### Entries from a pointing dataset

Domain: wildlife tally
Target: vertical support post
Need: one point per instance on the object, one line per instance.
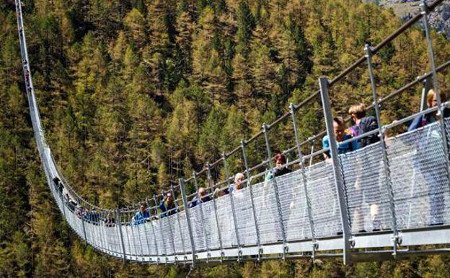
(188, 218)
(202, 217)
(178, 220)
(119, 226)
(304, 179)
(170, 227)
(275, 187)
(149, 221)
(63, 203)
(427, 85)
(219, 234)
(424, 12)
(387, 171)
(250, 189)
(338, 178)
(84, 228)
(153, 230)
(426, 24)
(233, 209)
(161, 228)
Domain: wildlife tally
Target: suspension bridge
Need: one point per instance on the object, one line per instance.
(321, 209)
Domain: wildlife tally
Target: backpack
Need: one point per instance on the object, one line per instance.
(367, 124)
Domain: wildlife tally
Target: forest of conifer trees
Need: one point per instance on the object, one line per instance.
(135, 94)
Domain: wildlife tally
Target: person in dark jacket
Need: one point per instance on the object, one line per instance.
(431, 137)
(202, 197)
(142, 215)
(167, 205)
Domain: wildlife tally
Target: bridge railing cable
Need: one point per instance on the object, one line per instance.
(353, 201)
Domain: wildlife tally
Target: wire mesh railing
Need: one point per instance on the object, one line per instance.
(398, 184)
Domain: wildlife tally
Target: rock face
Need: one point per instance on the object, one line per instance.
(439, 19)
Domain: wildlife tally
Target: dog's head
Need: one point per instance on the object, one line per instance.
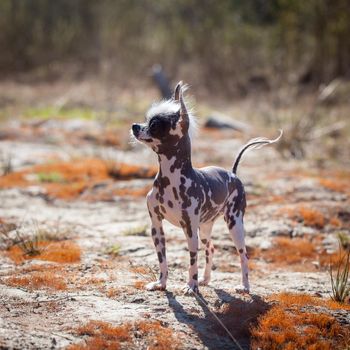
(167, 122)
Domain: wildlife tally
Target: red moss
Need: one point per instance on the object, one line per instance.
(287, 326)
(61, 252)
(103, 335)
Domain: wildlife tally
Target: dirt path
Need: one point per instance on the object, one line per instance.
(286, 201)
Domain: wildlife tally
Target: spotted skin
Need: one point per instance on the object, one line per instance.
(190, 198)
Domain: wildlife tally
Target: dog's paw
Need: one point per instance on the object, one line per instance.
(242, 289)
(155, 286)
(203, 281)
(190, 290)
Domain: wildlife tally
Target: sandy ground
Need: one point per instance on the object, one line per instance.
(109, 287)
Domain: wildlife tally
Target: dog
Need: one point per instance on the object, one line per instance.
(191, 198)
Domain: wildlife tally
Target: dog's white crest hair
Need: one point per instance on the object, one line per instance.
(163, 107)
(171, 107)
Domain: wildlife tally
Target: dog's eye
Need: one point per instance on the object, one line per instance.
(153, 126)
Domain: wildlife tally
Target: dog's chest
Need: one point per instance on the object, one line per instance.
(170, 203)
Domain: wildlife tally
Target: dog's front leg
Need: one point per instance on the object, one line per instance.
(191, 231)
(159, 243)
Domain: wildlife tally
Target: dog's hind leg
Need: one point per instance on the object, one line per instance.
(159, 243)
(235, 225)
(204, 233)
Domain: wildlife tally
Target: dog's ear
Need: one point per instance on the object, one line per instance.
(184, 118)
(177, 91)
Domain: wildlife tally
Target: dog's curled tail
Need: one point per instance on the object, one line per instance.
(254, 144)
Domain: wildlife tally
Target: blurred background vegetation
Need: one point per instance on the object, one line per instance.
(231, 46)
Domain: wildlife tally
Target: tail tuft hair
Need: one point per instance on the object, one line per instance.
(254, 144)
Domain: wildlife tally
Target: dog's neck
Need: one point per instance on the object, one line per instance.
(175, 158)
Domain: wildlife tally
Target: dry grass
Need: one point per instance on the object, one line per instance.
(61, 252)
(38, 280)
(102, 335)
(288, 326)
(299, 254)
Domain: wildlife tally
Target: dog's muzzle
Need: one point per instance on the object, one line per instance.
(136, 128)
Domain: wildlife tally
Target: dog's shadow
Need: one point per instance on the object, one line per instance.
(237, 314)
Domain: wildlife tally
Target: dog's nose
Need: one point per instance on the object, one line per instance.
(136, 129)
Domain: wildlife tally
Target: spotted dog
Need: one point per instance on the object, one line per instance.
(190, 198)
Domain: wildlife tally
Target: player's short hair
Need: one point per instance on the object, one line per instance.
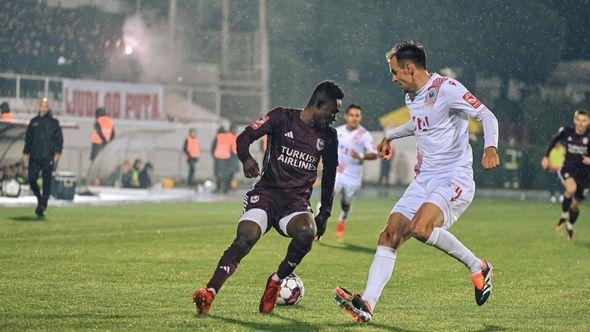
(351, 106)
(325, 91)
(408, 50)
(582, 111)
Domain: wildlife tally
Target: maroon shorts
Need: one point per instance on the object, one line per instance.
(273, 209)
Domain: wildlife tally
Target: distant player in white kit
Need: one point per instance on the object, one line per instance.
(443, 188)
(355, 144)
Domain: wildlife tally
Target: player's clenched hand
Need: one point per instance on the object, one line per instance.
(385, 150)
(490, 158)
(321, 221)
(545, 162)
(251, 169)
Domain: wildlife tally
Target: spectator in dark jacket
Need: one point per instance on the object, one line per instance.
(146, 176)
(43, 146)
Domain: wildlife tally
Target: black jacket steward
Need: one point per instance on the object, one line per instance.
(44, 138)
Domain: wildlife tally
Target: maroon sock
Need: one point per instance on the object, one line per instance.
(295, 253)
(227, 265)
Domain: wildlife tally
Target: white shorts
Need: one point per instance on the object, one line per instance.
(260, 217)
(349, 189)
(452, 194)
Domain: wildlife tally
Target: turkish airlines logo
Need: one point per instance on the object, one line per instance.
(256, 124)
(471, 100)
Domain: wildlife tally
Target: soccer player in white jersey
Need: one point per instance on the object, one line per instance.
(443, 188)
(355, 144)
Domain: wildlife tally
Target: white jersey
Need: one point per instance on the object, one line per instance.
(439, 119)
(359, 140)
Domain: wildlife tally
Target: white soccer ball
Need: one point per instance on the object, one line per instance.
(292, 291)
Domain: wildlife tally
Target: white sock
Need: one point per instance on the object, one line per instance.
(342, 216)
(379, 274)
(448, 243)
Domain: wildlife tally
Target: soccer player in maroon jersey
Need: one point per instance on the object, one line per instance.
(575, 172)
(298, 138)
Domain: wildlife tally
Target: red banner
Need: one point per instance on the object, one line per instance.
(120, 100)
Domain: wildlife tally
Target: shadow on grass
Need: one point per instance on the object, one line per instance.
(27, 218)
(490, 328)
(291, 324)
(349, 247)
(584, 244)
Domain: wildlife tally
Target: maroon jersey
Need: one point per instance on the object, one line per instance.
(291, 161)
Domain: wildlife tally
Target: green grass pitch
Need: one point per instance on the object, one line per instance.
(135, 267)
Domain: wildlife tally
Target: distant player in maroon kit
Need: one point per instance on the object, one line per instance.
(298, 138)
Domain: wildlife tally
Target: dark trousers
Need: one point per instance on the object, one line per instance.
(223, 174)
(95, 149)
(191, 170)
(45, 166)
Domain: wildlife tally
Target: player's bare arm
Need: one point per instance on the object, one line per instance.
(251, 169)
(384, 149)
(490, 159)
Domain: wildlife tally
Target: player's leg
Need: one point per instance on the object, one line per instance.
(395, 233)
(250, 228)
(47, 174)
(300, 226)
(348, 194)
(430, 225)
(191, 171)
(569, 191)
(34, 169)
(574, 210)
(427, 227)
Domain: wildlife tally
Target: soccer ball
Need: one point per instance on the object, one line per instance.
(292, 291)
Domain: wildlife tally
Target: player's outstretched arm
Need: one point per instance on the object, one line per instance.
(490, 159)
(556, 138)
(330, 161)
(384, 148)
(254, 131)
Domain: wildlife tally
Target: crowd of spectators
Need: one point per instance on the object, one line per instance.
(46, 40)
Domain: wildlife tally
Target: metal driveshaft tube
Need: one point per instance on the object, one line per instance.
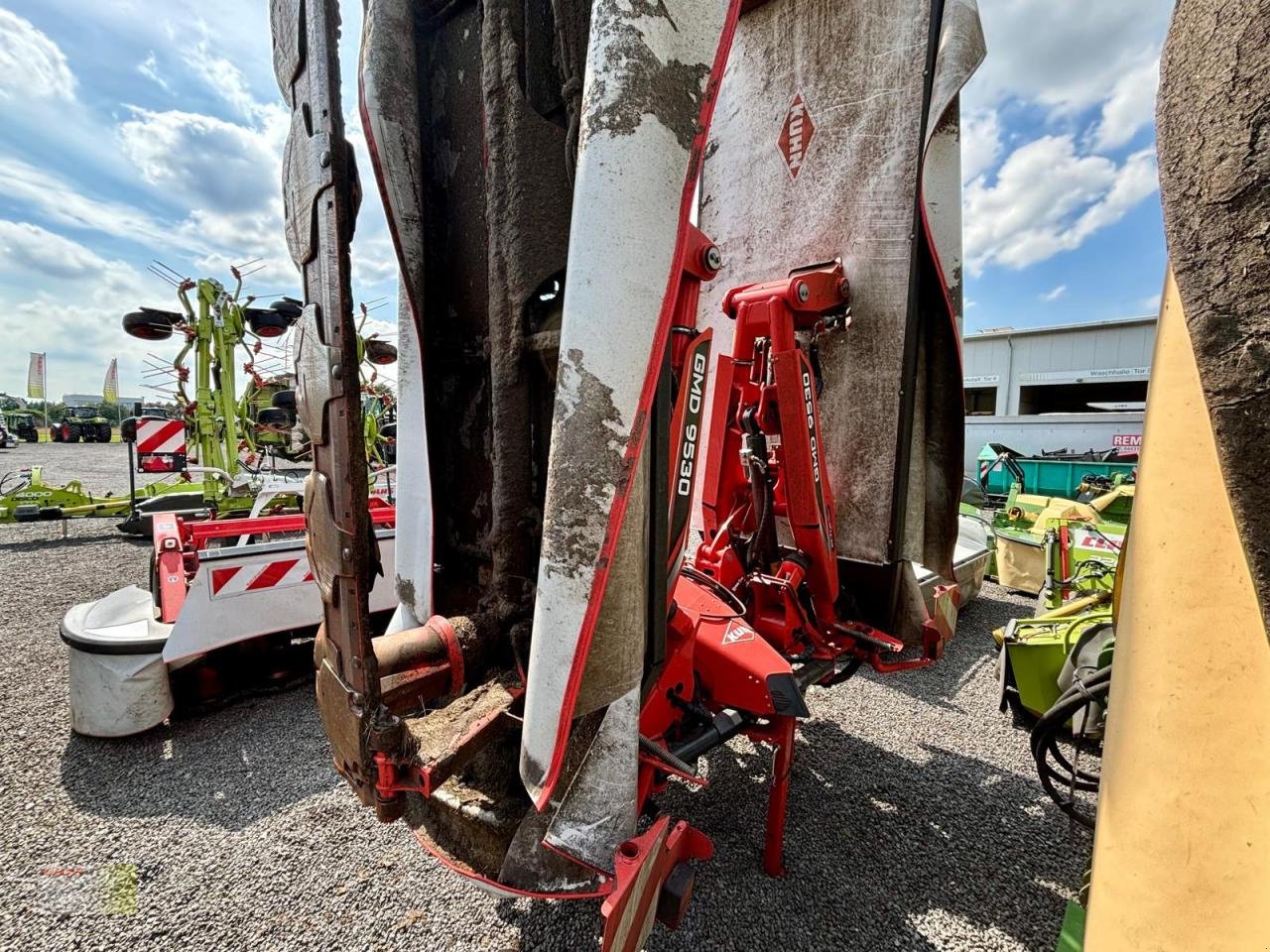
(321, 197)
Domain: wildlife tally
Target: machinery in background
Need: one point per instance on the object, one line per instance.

### Task description
Extract the text of all the records above verbatim, excluding pictures.

### Output of the exercise
Domain: wildlife tally
Target: vertical support post
Need: one point per instance on the object, one line per instance.
(188, 218)
(202, 217)
(178, 220)
(119, 226)
(304, 179)
(170, 227)
(275, 187)
(149, 221)
(63, 203)
(427, 85)
(219, 234)
(424, 12)
(387, 171)
(250, 189)
(338, 178)
(84, 228)
(153, 230)
(426, 24)
(233, 209)
(161, 228)
Domain: wildlife tally
Target: suspension bridge
Need: one point per instance on the object, one line per instance.
(321, 209)
Domain: wildlife tally
Target: backpack
Need: one point per instance on the object, one line per instance.
(367, 124)
Domain: wildlife tally
Target: forest of conifer trees
Need: one point per instance on the object, one line per instance.
(135, 94)
Domain: wildlife tally
Target: person in dark jacket
Need: one point per instance on the object, one line per instance.
(431, 137)
(202, 197)
(142, 215)
(167, 205)
Domain: wildlife tally
Target: bridge railing cable
Need: one point per instance on the object, one line per instance.
(353, 201)
Domain: wildlife tally
Target: wire mesh railing
Need: one point per instance on the object, one line per instance.
(398, 184)
Domain: wildlife tally
Target: rock face
Need: one point per instance on the object, one line per instance.
(439, 19)
Domain: wildlife tally
Target: dog's head
Need: one point per instance on the object, one line per instance.
(167, 122)
Domain: wildlife tally
Target: red moss
Need: one point per instance on the object, one line per instance.
(287, 326)
(61, 252)
(103, 335)
Domain: wildlife tally
Target: dirt path
Need: one point per instance on the object, one line per instance.
(286, 201)
Domain: wildlife tally
Target: spotted skin
Need: one point per instance on the object, one line per instance.
(190, 198)
Domain: wildlife tally
Target: dog's paw
Need: one point per instance on the object, one line per instance.
(242, 289)
(155, 286)
(203, 281)
(190, 290)
Domain: wildlife tally
Target: sandy ground
Need: one point per instance on the object, one line per instance.
(109, 287)
Domain: wildlife tally
Target: dog
Need: one point per instance on the object, one line per instance.
(191, 198)
Domain: wildlife tally
Target: dog's white crest hair
Need: one point per instance on the object, one line per instance.
(163, 107)
(171, 107)
Domain: wildlife tally
Target: dog's eye
Need: one point per instance on the object, one line per instance.
(153, 126)
Domain: wildlife tally
Target: dog's chest
Need: one point per instance on the object, one line per instance.
(170, 203)
Domain: wildlife tally
Target: dog's front leg
Need: one point per instance on the object, one line per instance.
(191, 231)
(159, 243)
Domain: wildlife tally
Target: dog's hind leg
Need: one point per instance on the object, one line per instance.
(159, 243)
(235, 225)
(204, 233)
Domain: wildlife tally
Target: dog's ear
Need: one point per instance on the object, one line per instance.
(184, 118)
(177, 91)
Domain: wildlife tally
Target: dog's curled tail
Need: one point per instance on the object, one line per instance.
(254, 144)
Domain: wildlife tally
Target: blurred background vegetation
Need: one point per instance on the object, one line per instance.
(231, 46)
Domain: wildlife tally
Target: tail tuft hair
Need: one point per instance on the object, one line per instance.
(254, 144)
Domain: wildlife tally
Target: dog's neck
Need: one point per instance on the object, one line per instance.
(175, 158)
Domain: wildlife tally
Target: dry grass
Need: one point per instance on the object, one line per instance.
(61, 252)
(38, 280)
(102, 335)
(288, 326)
(299, 254)
Domain: wildlife tally
Target: dog's muzzle
Need: one point per instance on the object, one line per instance.
(136, 128)
Domain: wildlife tally
Target: dog's shadow
Need: one point per instance on the object, one line per instance.
(237, 314)
Domain: wildlife tally
Target: dog's nose
Need: one point per instance on the object, one line per instance.
(136, 129)
Domain: wildlife tally
Target: spotted dog
Need: one point per instance on the object, one line per instance.
(190, 198)
Domain: wildlife tally
Target: player's short hair
Need: one point per instance on the object, one line per instance.
(351, 106)
(325, 91)
(408, 50)
(582, 111)
Domain: wildlife tally
Target: maroon shorts
Need: one point per instance on the object, one line per instance.
(273, 209)
Domain: wildlife tally
Target: distant player in white kit
Need: one point per instance on the object, one line per instance.
(443, 188)
(355, 144)
Domain: wildlife tally
Target: player's clenched hand
Need: one point per instance on the object, one line per instance.
(385, 150)
(490, 158)
(321, 221)
(545, 162)
(251, 169)
Domain: wildlife tally
Target: spectator in dark jacket
Need: one point per instance on the object, one line per instance.
(146, 176)
(43, 146)
Domain: wildlife tally
Target: black jacket steward
Need: one point per instance on the object, one line per instance.
(44, 138)
Domain: wildlife tally
Target: maroon sock
Need: one point per instance on the object, one line per instance.
(295, 253)
(227, 265)
Domain: wildlife tally
Target: white shorts
Need: one point per instance on the object, one line per instance.
(260, 217)
(349, 189)
(452, 194)
Domain: wildlife tally
Target: turkish airlines logo
Need: one point per instance on the object, one line per instance.
(256, 124)
(471, 100)
Domain: wildlife tally
Target: soccer player in white jersey
Need: one point per instance on the object, one line per instance.
(443, 188)
(355, 144)
Domain: wildlife tally
Target: white jersey
Need: one point per instance on the object, one line per instance.
(439, 119)
(359, 140)
Domain: wildlife tally
Target: white soccer ball
Need: one point per instance on the object, one line per instance.
(292, 291)
Domain: wildlife tally
Target: white sock
Need: one point per instance on the object, one line per instance.
(342, 216)
(379, 274)
(448, 243)
Domain: wildlife tally
Target: soccer player in maroon jersey
Need: one point per instance on the object, one line per instance.
(575, 172)
(298, 138)
Domain: wildlife tally
Target: red banner
Need: one point per instance on the object, one line per instance.
(120, 100)
Domain: wildlife tally
Target: shadow on grass
Need: one point per instance on the object, one line per instance.
(27, 218)
(490, 328)
(291, 324)
(349, 247)
(584, 244)
Domain: wildlife tally
Target: maroon jersey
Need: one point per instance on the object, one line per instance.
(291, 161)
Domain: wildlife tally
Target: green grass pitch
Need: one point per instance on the object, one line per instance.
(135, 267)
Domain: wildlife tally
Target: distant player in maroon kit
Need: one point per instance on the object, one line per instance.
(298, 138)
Domain: wildlife tally
Target: dark trousers
Need: one point per instance on the object, one line per instance.
(223, 174)
(95, 149)
(191, 170)
(45, 166)
Domain: wildlife tally
Target: player's bare arm
Need: one point per instance on the object, one line per instance.
(251, 169)
(384, 149)
(490, 159)
Domain: wildlife tally
Target: player's leg
Need: one point per instance on the object, one line per instance.
(395, 233)
(250, 228)
(47, 174)
(300, 226)
(348, 194)
(430, 225)
(191, 171)
(569, 191)
(34, 169)
(574, 210)
(427, 227)
Domain: wildlife tally
Target: soccer ball
Need: one point per instance on the object, one line per instance.
(292, 291)
Domain: wildlife tally
Target: player's outstretched arm
Need: one point per instance on the object, one line per instance.
(490, 159)
(556, 138)
(330, 161)
(384, 148)
(254, 131)
Domain: wildlife tally
Target: crowd of spectators
Need: one point per instance on the object, one line per instance.
(46, 40)
Domain: wildlife tally
Target: metal driveshaft tube
Need: one point per instance on the object, one line per instance.
(321, 197)
Domain: wildlife tally
Target: machinery in background
Need: one point per instance on the object, one line per instance.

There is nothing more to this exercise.